Lista de tarefas
1 – Por favor, traduza para o inglês esta frase do texto sobre a Fundação Casa de Rui Barbosa: "Diante de infelizes declarações que vieram a público sobre a Fundação Casa de Rui Barbosa (FCRB) e seus servidores, sinto-me na obrigação de tornar igualmente público meu depoimento de toda uma vida acadêmica sobre a Casa e seus pesquisadores."
2 – Estenda o texto sobre a Fundação Casa de Rui Barbosa a partir da última frase apresentada.

Texto fornecido
========

Neste artigo, a pesquisadora Beatriz Resende defende o trabalho de servidores da Fundação Casa de Rui Barbosa, criticados pelo ex-presidente da instituição, o cientista político Wanderley Guilherme dos Santos, que reunciou em janeiro, e pelo sociólogo Emir Sader, que chegou a ser indicado para o cargo em 2011 mas caiu antes de assumir.
Diante de infelizes declarações que vieram a público sobre a Fundação Casa de Rui Barbosa (FCRB) e seus servidores, sinto-me na obrigação de tornar igualmente público meu depoimento de toda uma vida acadêmica sobre a Casa e seus pesquisadores.
Foi na Casa Rui, como chamamos, com intimidade, esta importante instituição, que escrevi minha dissertação de mestrado, primeiro trabalho que realizei sobre o escritor carioca Lima Barreto. O acesso à documentação do Arquivo-Museu de Literatura Brasileira, o convívio com pesquisadores de literatura e História, o estímulo do então diretor de Pesquisa, Francisco de Assis Barbosa, foram decisivos para que realizasse meu doutorado sobre o mesmo autor e continuasse a estudá-lo. Lima Barreto e o Rio de Janeiro tornaram-se objeto de pesquisa permanente, e foi em parceria com uma pesquisadora da casa, Rachel Valença, que organizei os dois volumes de “Toda crônica”, editado pela Agir, reunindo os escritos de Lima Barreto para a imprensa.
Por décadas tenho participado, como palestrante ou espectadora, dos seminários organizados pelos pesquisadores da FCRB. São sempre encontros especialmente antenados com o que de novo surge nas investigações sobre arte, literatura, História e, mais recentemente, políticas culturais. Falo das áreas que me dizem respeito, porque são as que conheço melhor. A cada um desses agradáveis e provocantes encontros, me espanta o ânimo dos organizadores, capazes de contornar as inúmeras dificuldades que existem no serviço público, especialmente nas instituições federais, para que se convidem palestrantes estrangeiros, se ofereça hospedagem a quem não é do Rio e assim por diante. É o estímulo que nos oferecem que nos leva à Rua São Clemente.
Pesquisas da casa são referência imprescindível
Nos últimos anos, como parecerista e representante da área de Letras, primeiro na Faperj e agora no CNPq, tenho tido oportunidade de conhecer projetos de pesquisa e de publicações realizados pela FCRB e constatar a alta qualificação dos autores e coordenadores de projetos, o ineditismo das propostas e a seriedade impecável do cumprimento de suas realizações.
O principal mérito da instituição, a meu ver, foi ter, ao longo dos anos, construído um perfil próprio, com objetos de pesquisa focados e continuidade. Estudos sobre o Rio de Janeiro, sobre a República, sobre a imprensa no Brasil, sobre a literatura do século XX e, agora, do século XXI, com forte ênfase em textos e documentos da Primeira República, têm nas pesquisas da FCRB uma fonte de referência imprescindível. Acervos e bibliotecas abrigados e investigados pelos profissionais da Casa são muitas vezes coleções únicas e, sem acesso a elas, seja no estudo da preciosa coleção de literatura de cordel, seja na manipulação de revistas de outros séculos, diversos trabalhos de gerações de pesquisadores não poderiam ter sido concluídos.

========

Informações exibidas
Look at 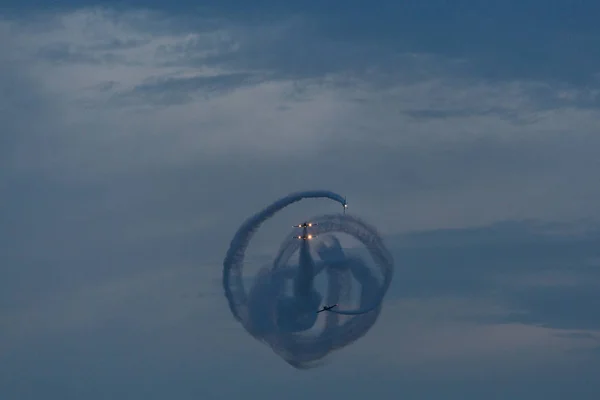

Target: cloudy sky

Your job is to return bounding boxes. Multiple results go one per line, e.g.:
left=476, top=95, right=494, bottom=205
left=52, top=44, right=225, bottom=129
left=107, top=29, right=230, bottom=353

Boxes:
left=0, top=0, right=600, bottom=400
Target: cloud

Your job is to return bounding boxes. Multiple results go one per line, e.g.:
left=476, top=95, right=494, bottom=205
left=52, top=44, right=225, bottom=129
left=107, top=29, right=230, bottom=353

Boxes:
left=0, top=2, right=600, bottom=398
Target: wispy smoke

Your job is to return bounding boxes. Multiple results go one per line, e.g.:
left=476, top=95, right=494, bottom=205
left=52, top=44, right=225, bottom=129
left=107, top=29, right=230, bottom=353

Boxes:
left=223, top=191, right=393, bottom=369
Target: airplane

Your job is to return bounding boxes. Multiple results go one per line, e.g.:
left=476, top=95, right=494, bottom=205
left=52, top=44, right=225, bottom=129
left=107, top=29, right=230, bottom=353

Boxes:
left=294, top=235, right=317, bottom=240
left=317, top=304, right=337, bottom=314
left=294, top=222, right=319, bottom=228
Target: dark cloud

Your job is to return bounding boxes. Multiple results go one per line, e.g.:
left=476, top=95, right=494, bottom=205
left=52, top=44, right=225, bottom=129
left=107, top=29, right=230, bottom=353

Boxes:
left=116, top=73, right=268, bottom=106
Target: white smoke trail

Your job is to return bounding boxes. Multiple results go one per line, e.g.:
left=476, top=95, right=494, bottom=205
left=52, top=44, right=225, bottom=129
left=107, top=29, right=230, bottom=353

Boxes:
left=223, top=191, right=393, bottom=369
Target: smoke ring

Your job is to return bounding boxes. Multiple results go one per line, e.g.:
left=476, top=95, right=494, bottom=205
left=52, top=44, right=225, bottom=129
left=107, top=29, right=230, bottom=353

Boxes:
left=223, top=191, right=393, bottom=369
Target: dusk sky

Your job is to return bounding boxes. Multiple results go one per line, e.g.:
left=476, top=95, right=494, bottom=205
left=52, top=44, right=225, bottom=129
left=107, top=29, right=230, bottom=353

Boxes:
left=0, top=0, right=600, bottom=400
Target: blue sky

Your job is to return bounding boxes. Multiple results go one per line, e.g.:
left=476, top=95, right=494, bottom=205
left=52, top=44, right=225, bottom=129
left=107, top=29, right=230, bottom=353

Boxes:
left=0, top=0, right=600, bottom=400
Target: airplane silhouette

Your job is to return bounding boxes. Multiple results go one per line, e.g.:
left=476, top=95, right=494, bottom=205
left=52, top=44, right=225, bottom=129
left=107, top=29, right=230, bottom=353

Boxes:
left=294, top=235, right=317, bottom=240
left=294, top=222, right=319, bottom=228
left=317, top=304, right=337, bottom=314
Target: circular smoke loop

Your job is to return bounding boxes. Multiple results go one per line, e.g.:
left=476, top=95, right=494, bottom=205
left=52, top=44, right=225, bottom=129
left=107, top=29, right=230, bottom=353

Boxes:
left=223, top=191, right=394, bottom=369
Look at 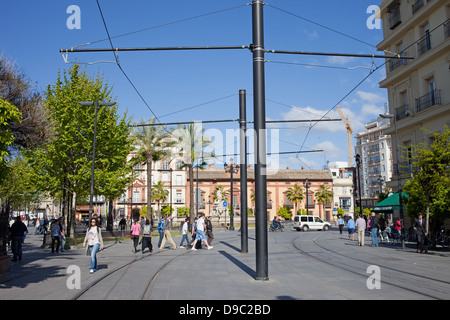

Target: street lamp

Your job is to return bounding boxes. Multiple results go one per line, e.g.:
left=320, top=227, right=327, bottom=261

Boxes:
left=78, top=100, right=116, bottom=219
left=380, top=114, right=405, bottom=249
left=223, top=158, right=239, bottom=230
left=303, top=179, right=311, bottom=215
left=355, top=153, right=363, bottom=214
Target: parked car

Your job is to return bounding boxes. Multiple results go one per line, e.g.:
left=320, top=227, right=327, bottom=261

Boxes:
left=293, top=215, right=331, bottom=231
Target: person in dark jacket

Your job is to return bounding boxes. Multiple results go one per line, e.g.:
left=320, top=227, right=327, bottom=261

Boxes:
left=370, top=212, right=380, bottom=247
left=10, top=216, right=28, bottom=261
left=413, top=213, right=427, bottom=253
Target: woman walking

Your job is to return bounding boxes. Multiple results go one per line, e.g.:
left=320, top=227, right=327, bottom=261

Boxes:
left=141, top=219, right=153, bottom=253
left=131, top=220, right=141, bottom=253
left=83, top=218, right=103, bottom=274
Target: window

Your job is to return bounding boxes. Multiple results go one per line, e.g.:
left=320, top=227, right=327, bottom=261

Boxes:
left=133, top=191, right=141, bottom=203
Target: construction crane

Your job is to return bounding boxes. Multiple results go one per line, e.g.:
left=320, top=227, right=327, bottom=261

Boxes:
left=336, top=105, right=353, bottom=167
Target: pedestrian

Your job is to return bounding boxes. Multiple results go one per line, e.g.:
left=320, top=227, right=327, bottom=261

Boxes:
left=338, top=216, right=344, bottom=234
left=9, top=216, right=28, bottom=261
left=59, top=217, right=66, bottom=252
left=370, top=211, right=379, bottom=247
left=50, top=219, right=61, bottom=253
left=158, top=216, right=166, bottom=248
left=355, top=214, right=366, bottom=247
left=141, top=219, right=153, bottom=253
left=180, top=217, right=191, bottom=249
left=205, top=216, right=215, bottom=245
left=159, top=214, right=178, bottom=250
left=83, top=218, right=103, bottom=274
left=413, top=213, right=428, bottom=253
left=131, top=219, right=141, bottom=253
left=347, top=216, right=356, bottom=241
left=191, top=212, right=213, bottom=251
left=119, top=217, right=127, bottom=243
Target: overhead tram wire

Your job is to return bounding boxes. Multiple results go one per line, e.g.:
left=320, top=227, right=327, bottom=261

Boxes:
left=96, top=0, right=161, bottom=127
left=73, top=4, right=248, bottom=49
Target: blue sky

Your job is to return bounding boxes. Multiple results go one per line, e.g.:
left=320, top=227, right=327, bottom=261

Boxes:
left=0, top=0, right=387, bottom=169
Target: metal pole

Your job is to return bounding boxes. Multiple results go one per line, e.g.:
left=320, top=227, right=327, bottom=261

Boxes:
left=393, top=115, right=405, bottom=249
left=239, top=90, right=248, bottom=253
left=229, top=166, right=234, bottom=230
left=251, top=0, right=269, bottom=280
left=89, top=100, right=98, bottom=220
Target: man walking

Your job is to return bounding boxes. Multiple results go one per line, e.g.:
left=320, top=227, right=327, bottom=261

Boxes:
left=159, top=214, right=177, bottom=250
left=191, top=213, right=213, bottom=251
left=10, top=215, right=28, bottom=261
left=413, top=213, right=428, bottom=253
left=370, top=211, right=380, bottom=247
left=355, top=214, right=366, bottom=247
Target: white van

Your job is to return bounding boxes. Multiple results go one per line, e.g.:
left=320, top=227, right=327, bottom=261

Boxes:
left=293, top=215, right=331, bottom=231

========

Respostas das tarefas
1 – In light of unfortunate statements that have been made public about the Fundação Casa de Rui Barbosa (FCRB) and its staff, I feel obliged to make equally public my testimony, drawn from an entire academic life, about the Casa and its researchers.

2 –
Sendo de Letras, não posso deixar de destacar a importância de haver na FCRB um setor de Filologia. Os estudos de Filologia estão praticamente extintos no Brasil. Na Casa Rui trabalha-se com estabelecimento de texto, mas em momento algum os estudos literários separam-se da reflexão teórica mais contemporânea. Isso é raro, especialmente porque os resultados de pesquisas são partilhados em publicações e seminários e confrontados com investigações de outras instituições. Tudo isso convive com a democratização do saber que significa a difusão online de revistas como a “Escritos” ou o site “Machado de Assis em linha”. Além de ensaios dos pesquisadores, que não se agarram à propriedade de seus estudos. Sempre com um padrão gráfico de excelência, no papel ou na internet, que só um artista plástico do maior destaque poderia garantir.
O museu e os jardins falam por si, e sempre sugiro aos colegas de fora ou às crianças do século XXI que visitem a Casa e, em especial, a cozinha ou o quarto da babá. Como estamos na era da internet, lembro que a visita também pode ser feita online.
Observando de fora, me impressiona algo que, na falta de melhor palavra, chamaria de “amor à camisa”. Os servidores da FCRB têm resistido aos momentos mais difíceis pelos quais a cultura passou neste país. Resistido a políticas de desmonte, de descaso, de indiferença, que, entre nós, infelizmente não são incomuns.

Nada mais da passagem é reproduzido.